• Exercise details: Write the next part of the Cape Cod sunset post, starting after its last sentence about harvesting horseshoe crab blood.

• Passage shown:

Cape Cod by sunset

That weekend we spent on the cape, fourteen days ago. Mentally trying to prepare for the long cold season ahead by soaking in each day of heat and sunshine available. It's always nostalgic for us to visit a beautiful beach, especially at sunset. Feels like we are meant to be out there on the water, and not on land.

Those prehistoric horseshoe crabs are one of the few living creatures that have outlived the dinosaurs. A species 350 million years old, they are considered living fossils. I read that they come up to shore for mating, but there seem to be another reason to why so many of them were laying dead on the beach.

Apparently it is a very lucrative global business, to harvest horseshoe crabs and their milky blue blood for biomedical research (their blood has no hemoglobin, but copper which makes it blue).

• Supplied data:

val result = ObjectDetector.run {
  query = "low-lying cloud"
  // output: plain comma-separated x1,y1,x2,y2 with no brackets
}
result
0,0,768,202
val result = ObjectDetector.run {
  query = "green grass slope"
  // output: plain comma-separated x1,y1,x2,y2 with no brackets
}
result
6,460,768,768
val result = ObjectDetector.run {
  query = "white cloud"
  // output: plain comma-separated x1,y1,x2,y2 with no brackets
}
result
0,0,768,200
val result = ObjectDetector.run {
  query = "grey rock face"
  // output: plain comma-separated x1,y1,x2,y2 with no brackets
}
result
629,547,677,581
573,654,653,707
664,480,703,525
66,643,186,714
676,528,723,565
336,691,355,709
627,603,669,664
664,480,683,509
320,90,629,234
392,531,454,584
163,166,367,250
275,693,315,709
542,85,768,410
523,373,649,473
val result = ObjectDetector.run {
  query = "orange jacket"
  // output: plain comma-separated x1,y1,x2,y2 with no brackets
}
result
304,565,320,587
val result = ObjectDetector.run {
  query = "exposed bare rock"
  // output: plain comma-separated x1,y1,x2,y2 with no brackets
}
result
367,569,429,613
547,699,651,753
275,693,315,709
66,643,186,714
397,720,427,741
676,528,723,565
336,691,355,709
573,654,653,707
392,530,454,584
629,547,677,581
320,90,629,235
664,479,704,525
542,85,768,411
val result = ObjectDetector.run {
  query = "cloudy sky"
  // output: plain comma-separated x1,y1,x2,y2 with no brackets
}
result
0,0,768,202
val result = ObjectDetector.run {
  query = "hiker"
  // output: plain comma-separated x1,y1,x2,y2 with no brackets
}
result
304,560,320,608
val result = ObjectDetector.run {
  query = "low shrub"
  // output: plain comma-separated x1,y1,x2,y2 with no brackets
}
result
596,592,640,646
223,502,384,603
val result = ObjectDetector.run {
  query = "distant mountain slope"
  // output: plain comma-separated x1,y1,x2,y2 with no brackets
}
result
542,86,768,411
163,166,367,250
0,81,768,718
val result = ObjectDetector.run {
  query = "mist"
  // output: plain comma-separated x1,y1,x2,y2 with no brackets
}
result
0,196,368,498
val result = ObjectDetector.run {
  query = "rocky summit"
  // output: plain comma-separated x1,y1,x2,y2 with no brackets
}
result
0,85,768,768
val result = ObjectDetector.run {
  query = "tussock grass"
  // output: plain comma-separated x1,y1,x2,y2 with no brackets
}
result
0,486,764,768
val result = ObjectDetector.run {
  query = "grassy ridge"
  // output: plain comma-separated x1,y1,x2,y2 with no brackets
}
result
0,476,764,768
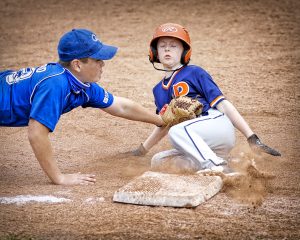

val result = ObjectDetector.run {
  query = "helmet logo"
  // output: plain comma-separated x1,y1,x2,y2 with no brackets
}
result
161,26,177,32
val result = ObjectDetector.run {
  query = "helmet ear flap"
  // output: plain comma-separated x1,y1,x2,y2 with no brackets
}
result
181,49,192,64
149,46,160,63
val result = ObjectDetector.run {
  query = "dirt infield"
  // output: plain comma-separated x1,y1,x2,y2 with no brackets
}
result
0,0,300,239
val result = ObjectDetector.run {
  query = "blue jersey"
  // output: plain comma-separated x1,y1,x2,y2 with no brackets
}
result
153,65,225,113
0,63,114,131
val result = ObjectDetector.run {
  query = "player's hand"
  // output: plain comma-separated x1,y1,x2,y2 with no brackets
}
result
132,143,148,156
247,134,281,156
57,172,96,185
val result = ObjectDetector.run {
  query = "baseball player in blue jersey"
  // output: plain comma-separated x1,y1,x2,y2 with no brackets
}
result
0,29,164,185
133,23,280,173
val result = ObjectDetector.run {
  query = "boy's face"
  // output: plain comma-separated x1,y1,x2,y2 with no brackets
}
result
72,58,104,83
157,37,184,69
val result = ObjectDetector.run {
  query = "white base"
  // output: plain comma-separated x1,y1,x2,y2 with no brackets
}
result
113,171,223,207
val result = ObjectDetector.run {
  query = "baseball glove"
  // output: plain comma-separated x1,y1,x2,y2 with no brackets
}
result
159,96,203,126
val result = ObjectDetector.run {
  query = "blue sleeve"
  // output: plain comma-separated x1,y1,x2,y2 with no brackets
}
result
197,70,225,107
82,83,114,108
30,79,64,132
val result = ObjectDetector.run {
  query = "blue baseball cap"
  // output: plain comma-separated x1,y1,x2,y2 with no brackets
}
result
57,29,118,62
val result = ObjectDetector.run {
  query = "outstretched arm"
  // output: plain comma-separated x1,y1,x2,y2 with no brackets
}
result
28,119,96,185
102,96,164,126
217,100,281,156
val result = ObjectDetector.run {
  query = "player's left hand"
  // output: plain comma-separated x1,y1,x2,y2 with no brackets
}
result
131,143,148,156
247,134,281,156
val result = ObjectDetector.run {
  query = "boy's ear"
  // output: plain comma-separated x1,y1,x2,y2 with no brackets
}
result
71,59,81,72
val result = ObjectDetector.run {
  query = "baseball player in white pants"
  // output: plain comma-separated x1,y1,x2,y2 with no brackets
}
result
133,23,280,172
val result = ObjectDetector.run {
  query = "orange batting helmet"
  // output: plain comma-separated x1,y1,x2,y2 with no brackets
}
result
149,23,192,64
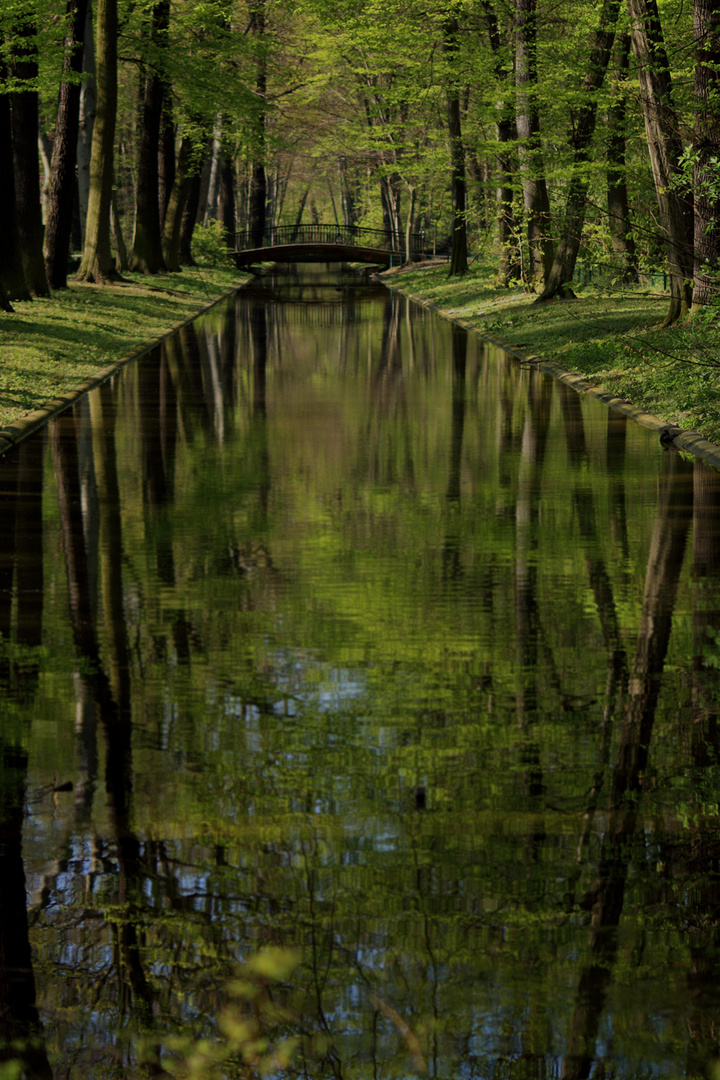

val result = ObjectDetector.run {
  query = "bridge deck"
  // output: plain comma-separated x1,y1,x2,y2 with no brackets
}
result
233,243,403,267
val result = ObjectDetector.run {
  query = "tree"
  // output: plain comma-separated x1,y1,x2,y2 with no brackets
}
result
627,0,694,325
11,12,50,296
78,0,119,285
515,0,554,286
130,0,169,273
45,0,87,288
443,11,467,276
540,0,620,300
0,75,30,311
606,32,638,281
692,0,720,312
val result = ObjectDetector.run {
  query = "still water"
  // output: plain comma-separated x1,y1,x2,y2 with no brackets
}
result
0,263,720,1080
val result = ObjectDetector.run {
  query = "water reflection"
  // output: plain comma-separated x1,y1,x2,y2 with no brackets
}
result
0,267,720,1080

• Response to the task:
Harvesting horseshoe crab blood (which goes for up to $15.000 per quart!) involves collecting and bleeding the animals, and then releasing them back into the sea. Mortality is correlated with both the amount of blood extracted from an individual animal, and the stress experienced during handling and transportation. Estimates of mortality rates following blood harvesting is up to 30%.

So that seem to be one uncomfortable reason why so many of them can be found dead on the beach.

Because someone stole their blood.
Image from the Atlantic.

Given that 250.000 of them are harvested yearly, it is not a surprise they are an endangered species. Imagine to have survived a few hundred million years in nature but you'll get extincted by human beings in just a couple hundred years. Human nature in a nutshell.